* [EXERCISE DESCRIPTION]
Only the line containing "Indicate the blue sign" and the lines after it, through the end of the entries, should be output exactly.

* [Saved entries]

BEGIN

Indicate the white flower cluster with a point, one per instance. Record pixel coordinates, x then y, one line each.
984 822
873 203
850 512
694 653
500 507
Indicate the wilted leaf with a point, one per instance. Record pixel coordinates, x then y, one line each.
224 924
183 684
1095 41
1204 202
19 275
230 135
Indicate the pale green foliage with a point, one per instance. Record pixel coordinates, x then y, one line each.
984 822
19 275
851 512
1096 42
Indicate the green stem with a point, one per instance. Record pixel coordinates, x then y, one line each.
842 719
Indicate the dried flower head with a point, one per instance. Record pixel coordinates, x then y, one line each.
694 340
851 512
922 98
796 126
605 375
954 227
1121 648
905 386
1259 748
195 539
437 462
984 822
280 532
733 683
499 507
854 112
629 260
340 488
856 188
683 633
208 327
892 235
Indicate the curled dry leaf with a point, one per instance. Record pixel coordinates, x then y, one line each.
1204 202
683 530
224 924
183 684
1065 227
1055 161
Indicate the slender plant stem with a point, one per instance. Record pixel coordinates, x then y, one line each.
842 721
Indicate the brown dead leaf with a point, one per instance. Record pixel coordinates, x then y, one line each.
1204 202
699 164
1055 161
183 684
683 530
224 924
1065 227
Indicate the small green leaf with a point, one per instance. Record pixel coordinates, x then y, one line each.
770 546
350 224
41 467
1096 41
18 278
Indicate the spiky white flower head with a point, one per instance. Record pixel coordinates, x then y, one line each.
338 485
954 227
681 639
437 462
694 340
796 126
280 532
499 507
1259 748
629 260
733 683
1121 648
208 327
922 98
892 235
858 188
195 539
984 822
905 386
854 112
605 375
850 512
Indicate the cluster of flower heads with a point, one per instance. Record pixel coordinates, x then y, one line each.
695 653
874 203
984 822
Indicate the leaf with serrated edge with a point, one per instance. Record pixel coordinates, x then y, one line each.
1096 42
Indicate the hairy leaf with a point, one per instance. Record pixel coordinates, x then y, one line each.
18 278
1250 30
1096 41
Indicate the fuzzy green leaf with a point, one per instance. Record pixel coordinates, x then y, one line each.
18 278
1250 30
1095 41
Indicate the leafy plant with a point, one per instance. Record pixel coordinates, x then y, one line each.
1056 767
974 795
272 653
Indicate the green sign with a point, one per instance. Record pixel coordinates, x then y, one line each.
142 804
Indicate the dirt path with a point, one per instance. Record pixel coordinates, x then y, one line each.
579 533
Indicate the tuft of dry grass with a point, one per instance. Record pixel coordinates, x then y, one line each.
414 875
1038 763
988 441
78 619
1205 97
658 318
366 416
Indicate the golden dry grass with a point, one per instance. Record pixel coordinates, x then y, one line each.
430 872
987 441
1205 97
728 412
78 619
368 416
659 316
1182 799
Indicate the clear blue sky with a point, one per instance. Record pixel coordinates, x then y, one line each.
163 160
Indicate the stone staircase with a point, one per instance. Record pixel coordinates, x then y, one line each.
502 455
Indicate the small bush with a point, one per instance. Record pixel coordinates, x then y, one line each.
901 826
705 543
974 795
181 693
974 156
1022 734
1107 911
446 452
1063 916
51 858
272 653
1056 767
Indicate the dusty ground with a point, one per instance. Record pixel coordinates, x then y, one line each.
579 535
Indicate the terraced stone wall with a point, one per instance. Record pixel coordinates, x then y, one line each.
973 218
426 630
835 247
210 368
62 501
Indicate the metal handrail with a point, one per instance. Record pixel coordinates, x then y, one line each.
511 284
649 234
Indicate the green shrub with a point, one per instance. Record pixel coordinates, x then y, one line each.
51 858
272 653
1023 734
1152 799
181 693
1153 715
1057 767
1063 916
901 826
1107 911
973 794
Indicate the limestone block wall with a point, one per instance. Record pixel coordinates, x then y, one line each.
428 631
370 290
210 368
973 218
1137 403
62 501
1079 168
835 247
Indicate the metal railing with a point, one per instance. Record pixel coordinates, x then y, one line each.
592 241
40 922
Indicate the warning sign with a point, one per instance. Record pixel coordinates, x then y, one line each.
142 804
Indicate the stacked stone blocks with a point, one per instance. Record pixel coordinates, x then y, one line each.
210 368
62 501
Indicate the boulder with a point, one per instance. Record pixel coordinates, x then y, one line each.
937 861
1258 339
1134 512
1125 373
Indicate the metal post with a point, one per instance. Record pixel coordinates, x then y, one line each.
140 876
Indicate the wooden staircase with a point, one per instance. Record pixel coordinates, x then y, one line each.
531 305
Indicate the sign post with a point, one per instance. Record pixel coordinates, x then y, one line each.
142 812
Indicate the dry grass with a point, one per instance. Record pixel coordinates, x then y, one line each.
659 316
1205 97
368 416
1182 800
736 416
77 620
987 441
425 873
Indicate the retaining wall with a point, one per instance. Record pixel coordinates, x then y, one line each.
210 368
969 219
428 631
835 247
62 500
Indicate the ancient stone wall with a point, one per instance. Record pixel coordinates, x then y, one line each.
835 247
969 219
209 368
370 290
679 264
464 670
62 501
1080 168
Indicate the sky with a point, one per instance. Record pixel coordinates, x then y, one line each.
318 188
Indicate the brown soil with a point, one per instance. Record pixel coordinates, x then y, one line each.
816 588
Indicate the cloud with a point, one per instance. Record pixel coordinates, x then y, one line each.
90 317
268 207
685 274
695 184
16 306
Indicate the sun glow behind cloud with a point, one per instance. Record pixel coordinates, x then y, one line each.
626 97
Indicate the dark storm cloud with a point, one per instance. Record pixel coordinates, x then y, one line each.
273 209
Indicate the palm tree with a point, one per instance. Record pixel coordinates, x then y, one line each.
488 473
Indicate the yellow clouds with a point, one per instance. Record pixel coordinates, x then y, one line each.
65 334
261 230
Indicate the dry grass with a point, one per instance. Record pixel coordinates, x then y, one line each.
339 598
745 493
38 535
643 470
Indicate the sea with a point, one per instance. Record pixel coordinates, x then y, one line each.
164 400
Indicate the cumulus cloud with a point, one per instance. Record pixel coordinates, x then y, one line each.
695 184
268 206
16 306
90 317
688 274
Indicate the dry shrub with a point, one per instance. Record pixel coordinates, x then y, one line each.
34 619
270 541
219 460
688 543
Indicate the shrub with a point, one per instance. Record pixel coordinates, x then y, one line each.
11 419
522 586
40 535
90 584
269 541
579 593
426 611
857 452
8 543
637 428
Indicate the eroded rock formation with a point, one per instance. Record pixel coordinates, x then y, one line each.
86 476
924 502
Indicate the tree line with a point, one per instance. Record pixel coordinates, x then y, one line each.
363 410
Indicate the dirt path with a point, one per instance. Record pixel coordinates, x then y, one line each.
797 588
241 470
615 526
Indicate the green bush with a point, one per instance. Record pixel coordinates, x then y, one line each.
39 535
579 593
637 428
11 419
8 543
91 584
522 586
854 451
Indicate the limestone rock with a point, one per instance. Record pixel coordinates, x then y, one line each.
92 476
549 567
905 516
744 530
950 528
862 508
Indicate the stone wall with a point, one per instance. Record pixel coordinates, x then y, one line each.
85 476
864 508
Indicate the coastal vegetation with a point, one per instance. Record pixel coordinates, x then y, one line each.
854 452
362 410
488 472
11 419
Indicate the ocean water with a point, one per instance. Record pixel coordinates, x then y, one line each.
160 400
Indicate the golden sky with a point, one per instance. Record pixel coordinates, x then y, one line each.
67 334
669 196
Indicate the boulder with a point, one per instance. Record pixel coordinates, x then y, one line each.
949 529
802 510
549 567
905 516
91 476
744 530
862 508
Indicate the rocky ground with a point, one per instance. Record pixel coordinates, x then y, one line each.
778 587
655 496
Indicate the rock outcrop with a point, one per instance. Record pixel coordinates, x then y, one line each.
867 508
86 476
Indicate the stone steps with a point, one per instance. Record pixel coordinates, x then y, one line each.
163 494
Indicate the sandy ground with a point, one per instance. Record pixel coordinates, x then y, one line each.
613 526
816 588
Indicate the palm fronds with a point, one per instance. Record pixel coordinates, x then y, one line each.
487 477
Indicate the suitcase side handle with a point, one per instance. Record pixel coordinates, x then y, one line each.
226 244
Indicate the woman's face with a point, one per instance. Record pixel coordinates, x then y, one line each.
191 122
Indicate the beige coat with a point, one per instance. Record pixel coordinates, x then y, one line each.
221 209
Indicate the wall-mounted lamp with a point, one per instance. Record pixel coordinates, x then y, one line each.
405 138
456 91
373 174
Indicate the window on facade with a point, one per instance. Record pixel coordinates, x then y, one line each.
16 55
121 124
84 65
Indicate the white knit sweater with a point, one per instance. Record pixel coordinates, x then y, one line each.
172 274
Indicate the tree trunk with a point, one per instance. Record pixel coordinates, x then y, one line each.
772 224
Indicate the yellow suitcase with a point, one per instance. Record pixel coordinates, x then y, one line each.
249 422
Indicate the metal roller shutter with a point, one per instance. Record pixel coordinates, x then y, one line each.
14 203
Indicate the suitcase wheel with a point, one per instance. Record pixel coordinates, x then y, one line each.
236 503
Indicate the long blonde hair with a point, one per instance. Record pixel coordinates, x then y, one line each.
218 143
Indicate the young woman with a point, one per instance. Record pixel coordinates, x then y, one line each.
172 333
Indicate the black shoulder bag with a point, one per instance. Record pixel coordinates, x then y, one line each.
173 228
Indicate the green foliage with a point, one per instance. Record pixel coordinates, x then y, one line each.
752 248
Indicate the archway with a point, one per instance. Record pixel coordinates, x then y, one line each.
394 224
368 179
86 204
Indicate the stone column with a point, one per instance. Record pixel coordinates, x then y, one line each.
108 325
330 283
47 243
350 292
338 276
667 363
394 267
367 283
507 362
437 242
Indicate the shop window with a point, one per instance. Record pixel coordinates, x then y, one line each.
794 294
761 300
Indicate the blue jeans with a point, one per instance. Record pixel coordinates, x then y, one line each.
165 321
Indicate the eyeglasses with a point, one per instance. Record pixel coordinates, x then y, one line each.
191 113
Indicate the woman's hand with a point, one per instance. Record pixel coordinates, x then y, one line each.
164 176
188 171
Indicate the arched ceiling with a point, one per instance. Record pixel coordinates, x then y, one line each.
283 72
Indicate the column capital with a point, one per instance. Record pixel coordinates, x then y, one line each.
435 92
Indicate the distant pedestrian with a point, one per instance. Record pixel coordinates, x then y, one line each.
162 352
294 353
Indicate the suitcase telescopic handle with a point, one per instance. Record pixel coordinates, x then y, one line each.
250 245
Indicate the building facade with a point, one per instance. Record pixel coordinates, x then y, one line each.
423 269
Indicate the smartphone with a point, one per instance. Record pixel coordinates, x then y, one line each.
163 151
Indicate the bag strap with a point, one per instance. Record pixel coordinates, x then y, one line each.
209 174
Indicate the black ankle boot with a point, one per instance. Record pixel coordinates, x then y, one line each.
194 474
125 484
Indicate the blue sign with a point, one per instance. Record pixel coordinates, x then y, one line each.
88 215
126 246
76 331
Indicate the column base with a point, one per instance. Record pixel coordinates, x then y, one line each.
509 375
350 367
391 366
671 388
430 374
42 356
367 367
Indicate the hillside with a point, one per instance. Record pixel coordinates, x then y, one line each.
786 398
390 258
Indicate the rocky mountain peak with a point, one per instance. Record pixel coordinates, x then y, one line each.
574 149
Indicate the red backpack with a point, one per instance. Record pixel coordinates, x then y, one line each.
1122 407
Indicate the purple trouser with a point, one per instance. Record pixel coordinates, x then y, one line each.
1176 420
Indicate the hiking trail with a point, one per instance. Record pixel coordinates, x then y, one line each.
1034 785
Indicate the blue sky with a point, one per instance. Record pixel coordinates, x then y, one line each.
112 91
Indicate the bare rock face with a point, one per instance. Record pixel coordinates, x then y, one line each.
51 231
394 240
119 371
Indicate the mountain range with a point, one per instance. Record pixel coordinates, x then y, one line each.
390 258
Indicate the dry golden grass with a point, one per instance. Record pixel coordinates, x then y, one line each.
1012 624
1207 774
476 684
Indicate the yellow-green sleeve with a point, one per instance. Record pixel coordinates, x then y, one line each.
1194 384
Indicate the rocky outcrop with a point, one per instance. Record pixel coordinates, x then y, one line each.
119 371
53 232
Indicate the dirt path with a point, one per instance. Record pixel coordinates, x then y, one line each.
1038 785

END

* [THE ANSWER]
Indicate the blue sign with a point, one per instance. Record pixel coordinates, x then y, one line each.
88 215
126 246
76 331
Indicate the column base with a point, one per instance. Record pixel coordinates, x then y, one line each.
509 375
350 367
391 366
671 388
430 374
42 356
367 367
Indicate the hillside with a point, one per instance. Record pixel coordinates, x then y, one line each.
786 398
390 258
Indicate the rocky mountain peak with a point, one per instance. Record pixel coordinates, x then y, one line each.
574 149
Indicate the red backpack with a point, one per instance. Record pixel coordinates, x then y, one line each.
1122 407
Indicate the purple trouser with a point, one per instance. Record pixel coordinates, x then y, one line each.
1176 420
Indicate the hiking trail with a point, one per instance. Record pixel coordinates, x then y, one line each.
1034 785
Indicate the blue sky with a point, one per instance. Record pixel coordinates, x then y, one line each.
112 91
Indicate the bare rock face with a point, one per instance. Record pixel coordinates, x then y, one line each.
51 231
394 240
119 371
Indicate the mountain range with a point, one per instance. Record pixel coordinates, x then y, one line each.
390 258
Indicate the dry golden grass with a point, one per instance. Record pixel coordinates, x then y, one line each.
1012 624
1207 774
476 684
Indicate the yellow-green sleeve with a point, one per instance. Record pixel coordinates, x then y, one line each.
1194 384
Indicate the rocky outcrop with a point, one per instance. Record pixel coordinates, x then y, one line each.
119 371
53 232
Indicate the dirt path with a point, one per instance. Record pixel coordinates, x then y, one line each.
1038 785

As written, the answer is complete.